Copy out every line of the data exactly.

_Working data_:
-- -- --
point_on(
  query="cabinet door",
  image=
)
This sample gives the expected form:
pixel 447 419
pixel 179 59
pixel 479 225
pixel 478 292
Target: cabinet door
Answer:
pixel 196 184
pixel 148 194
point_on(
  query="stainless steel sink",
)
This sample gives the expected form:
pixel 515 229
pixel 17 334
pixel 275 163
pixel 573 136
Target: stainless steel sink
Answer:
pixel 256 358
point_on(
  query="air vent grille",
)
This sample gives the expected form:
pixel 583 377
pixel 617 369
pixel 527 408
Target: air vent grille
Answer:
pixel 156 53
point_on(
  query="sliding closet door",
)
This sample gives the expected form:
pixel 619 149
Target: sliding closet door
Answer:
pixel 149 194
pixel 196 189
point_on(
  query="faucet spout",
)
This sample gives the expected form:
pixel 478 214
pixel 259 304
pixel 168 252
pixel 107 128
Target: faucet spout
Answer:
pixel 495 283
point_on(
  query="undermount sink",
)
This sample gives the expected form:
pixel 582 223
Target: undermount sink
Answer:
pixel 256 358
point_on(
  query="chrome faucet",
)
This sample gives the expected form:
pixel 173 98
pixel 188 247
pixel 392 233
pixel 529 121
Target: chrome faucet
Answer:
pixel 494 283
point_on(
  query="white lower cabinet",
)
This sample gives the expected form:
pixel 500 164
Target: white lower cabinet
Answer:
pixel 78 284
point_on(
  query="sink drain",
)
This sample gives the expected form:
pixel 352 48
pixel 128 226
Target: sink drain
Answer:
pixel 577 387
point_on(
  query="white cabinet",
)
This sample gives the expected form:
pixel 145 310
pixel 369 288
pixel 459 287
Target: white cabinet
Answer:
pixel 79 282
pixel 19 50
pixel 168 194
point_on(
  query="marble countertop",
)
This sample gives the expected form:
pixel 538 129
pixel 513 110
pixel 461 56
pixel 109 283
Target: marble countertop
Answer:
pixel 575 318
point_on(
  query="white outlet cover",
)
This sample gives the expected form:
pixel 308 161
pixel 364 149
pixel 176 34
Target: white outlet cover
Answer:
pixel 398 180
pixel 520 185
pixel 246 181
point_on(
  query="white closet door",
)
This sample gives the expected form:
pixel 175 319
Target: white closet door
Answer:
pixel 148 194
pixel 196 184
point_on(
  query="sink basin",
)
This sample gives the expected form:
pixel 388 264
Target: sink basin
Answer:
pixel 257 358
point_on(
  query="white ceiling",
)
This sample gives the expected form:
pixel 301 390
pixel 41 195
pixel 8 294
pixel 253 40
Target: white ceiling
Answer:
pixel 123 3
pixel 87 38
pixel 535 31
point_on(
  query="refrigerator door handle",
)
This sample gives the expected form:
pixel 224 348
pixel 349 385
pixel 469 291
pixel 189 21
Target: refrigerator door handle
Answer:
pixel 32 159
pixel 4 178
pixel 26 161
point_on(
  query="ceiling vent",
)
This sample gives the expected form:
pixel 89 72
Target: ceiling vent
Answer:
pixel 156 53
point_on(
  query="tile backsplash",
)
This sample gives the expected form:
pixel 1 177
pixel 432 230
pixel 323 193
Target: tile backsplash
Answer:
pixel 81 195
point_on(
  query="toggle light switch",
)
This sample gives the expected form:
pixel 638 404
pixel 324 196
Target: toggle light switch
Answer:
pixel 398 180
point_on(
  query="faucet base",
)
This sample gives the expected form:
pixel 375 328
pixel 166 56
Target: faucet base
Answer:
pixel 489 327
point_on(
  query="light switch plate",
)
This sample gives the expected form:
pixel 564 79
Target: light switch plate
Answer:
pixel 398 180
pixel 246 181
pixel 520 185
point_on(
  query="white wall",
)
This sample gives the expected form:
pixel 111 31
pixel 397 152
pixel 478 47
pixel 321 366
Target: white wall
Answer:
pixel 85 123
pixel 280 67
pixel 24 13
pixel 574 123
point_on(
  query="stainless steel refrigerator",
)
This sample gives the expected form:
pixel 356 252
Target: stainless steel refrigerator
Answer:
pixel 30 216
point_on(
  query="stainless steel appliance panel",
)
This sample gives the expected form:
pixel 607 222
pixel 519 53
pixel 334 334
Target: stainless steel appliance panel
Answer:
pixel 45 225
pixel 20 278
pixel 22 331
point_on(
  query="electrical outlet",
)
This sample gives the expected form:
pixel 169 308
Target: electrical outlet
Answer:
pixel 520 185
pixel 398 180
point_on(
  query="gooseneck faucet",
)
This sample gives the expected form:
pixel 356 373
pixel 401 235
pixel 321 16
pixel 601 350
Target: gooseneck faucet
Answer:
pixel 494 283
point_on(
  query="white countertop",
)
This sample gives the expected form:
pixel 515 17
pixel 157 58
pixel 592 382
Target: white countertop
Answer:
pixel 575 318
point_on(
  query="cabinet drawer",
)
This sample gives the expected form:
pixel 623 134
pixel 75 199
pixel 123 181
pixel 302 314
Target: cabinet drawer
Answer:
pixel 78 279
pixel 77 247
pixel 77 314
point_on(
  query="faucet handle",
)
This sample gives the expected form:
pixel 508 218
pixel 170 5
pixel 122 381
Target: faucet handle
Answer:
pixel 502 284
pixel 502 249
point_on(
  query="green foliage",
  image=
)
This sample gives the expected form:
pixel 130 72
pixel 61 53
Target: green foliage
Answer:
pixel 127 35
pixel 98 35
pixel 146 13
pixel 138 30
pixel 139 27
-- -- --
_Solution below_:
point_on(
  query="cabinet door",
  image=
)
This sample gives the expected form:
pixel 447 419
pixel 179 59
pixel 479 225
pixel 478 292
Target: cabinet door
Answer:
pixel 196 184
pixel 148 194
point_on(
  query="stainless steel sink",
)
This sample gives the expected form:
pixel 515 229
pixel 17 334
pixel 275 163
pixel 573 136
Target: stainless steel sink
Answer:
pixel 256 358
point_on(
  query="air vent grille",
)
This sample gives the expected form:
pixel 583 377
pixel 617 369
pixel 527 408
Target: air vent grille
Answer:
pixel 156 53
point_on(
  query="sliding closet door",
)
This sample gives the expected form:
pixel 619 149
Target: sliding closet door
Answer:
pixel 149 194
pixel 196 189
point_on(
  query="faucet spout",
)
This sample gives the expected form:
pixel 478 214
pixel 259 304
pixel 168 252
pixel 107 128
Target: faucet spout
Answer:
pixel 495 283
point_on(
  query="undermount sink",
)
This sample gives the expected form:
pixel 582 223
Target: undermount sink
Answer:
pixel 256 358
point_on(
  query="chrome faucet",
)
This sample gives the expected form:
pixel 173 98
pixel 188 247
pixel 392 233
pixel 529 121
Target: chrome faucet
Answer:
pixel 494 283
point_on(
  query="white lower cabinet",
)
This sample gives the expected form:
pixel 500 164
Target: white lower cabinet
Answer:
pixel 78 284
point_on(
  query="sink drain",
)
This sample gives the expected form:
pixel 352 48
pixel 128 226
Target: sink drain
Answer:
pixel 577 387
point_on(
  query="white cabinet",
)
This sample gives the expected form:
pixel 145 310
pixel 369 288
pixel 459 287
Target: white cabinet
Answer:
pixel 79 282
pixel 19 50
pixel 168 194
point_on(
  query="marble countertop",
)
This sample gives the expected form:
pixel 538 129
pixel 513 110
pixel 461 56
pixel 109 283
Target: marble countertop
Answer:
pixel 575 318
point_on(
  query="white outlet cover",
)
This sample gives the expected form:
pixel 308 161
pixel 364 149
pixel 176 34
Target: white outlet cover
Answer:
pixel 398 180
pixel 520 185
pixel 246 181
point_on(
  query="white closet door",
)
This sample gives the expected form:
pixel 175 319
Target: white closet door
Answer:
pixel 148 194
pixel 196 184
point_on(
  query="sink basin",
)
This sample gives the expected form:
pixel 388 264
Target: sink basin
Answer:
pixel 257 358
point_on(
  query="white ceiling",
)
This sample gives the expected form:
pixel 301 390
pixel 41 195
pixel 8 294
pixel 253 40
Target: white ceiling
Answer:
pixel 123 3
pixel 87 38
pixel 535 31
point_on(
  query="refrigerator door handle",
)
This sample gives the expected form:
pixel 224 348
pixel 349 385
pixel 469 291
pixel 189 21
Target: refrigerator door handle
Answer:
pixel 32 159
pixel 4 178
pixel 26 161
point_on(
  query="ceiling vent",
)
This sample gives the expected form:
pixel 89 72
Target: ceiling vent
Answer:
pixel 156 53
point_on(
  query="tile backsplash",
)
This sample gives the expected form:
pixel 1 177
pixel 432 230
pixel 323 193
Target: tile backsplash
Answer:
pixel 81 195
point_on(
  query="toggle light switch",
)
This sample gives the expected form:
pixel 638 404
pixel 324 196
Target: toggle light switch
Answer:
pixel 398 180
point_on(
  query="faucet base",
)
This sample gives the expected form:
pixel 375 328
pixel 166 56
Target: faucet base
Answer:
pixel 489 327
point_on(
  query="light switch plate",
)
This sample gives the expected form:
pixel 564 79
Target: light switch plate
Answer:
pixel 398 180
pixel 246 181
pixel 520 185
point_on(
  query="white wall",
)
This sample gives the expected form:
pixel 111 31
pixel 397 152
pixel 478 47
pixel 321 366
Target: white wall
Answer:
pixel 85 123
pixel 280 67
pixel 24 13
pixel 574 123
point_on(
  query="stainless steel refrigerator",
)
This sample gives the expected form:
pixel 356 252
Target: stainless steel refrigerator
Answer:
pixel 30 216
point_on(
  query="stainless steel appliance panel",
)
This sample gives the expected form:
pixel 607 222
pixel 519 53
pixel 334 334
Target: stainless steel appliance panel
Answer:
pixel 45 225
pixel 20 278
pixel 22 331
point_on(
  query="electrical outlet",
)
This sample gives the expected form:
pixel 169 308
Target: electrical outlet
Answer:
pixel 520 185
pixel 398 180
point_on(
  query="gooseneck faucet",
)
This sample gives the expected form:
pixel 356 373
pixel 401 235
pixel 321 16
pixel 601 350
Target: gooseneck faucet
Answer:
pixel 494 283
point_on(
  query="white countertop",
)
This sample gives the expected form:
pixel 515 17
pixel 157 58
pixel 592 382
Target: white countertop
Answer:
pixel 575 318
point_on(
  query="cabinet drawer",
)
This sample gives the expected form:
pixel 623 134
pixel 75 199
pixel 123 181
pixel 302 314
Target: cabinet drawer
Answer:
pixel 78 279
pixel 77 247
pixel 77 314
point_on(
  query="faucet handle",
)
This sample gives the expected form:
pixel 508 218
pixel 170 5
pixel 122 381
Target: faucet handle
Answer:
pixel 502 284
pixel 502 249
point_on(
  query="green foliage",
  image=
)
This sample gives the expected form:
pixel 130 72
pixel 61 53
Target: green foliage
Answer:
pixel 127 35
pixel 98 35
pixel 146 13
pixel 138 30
pixel 139 27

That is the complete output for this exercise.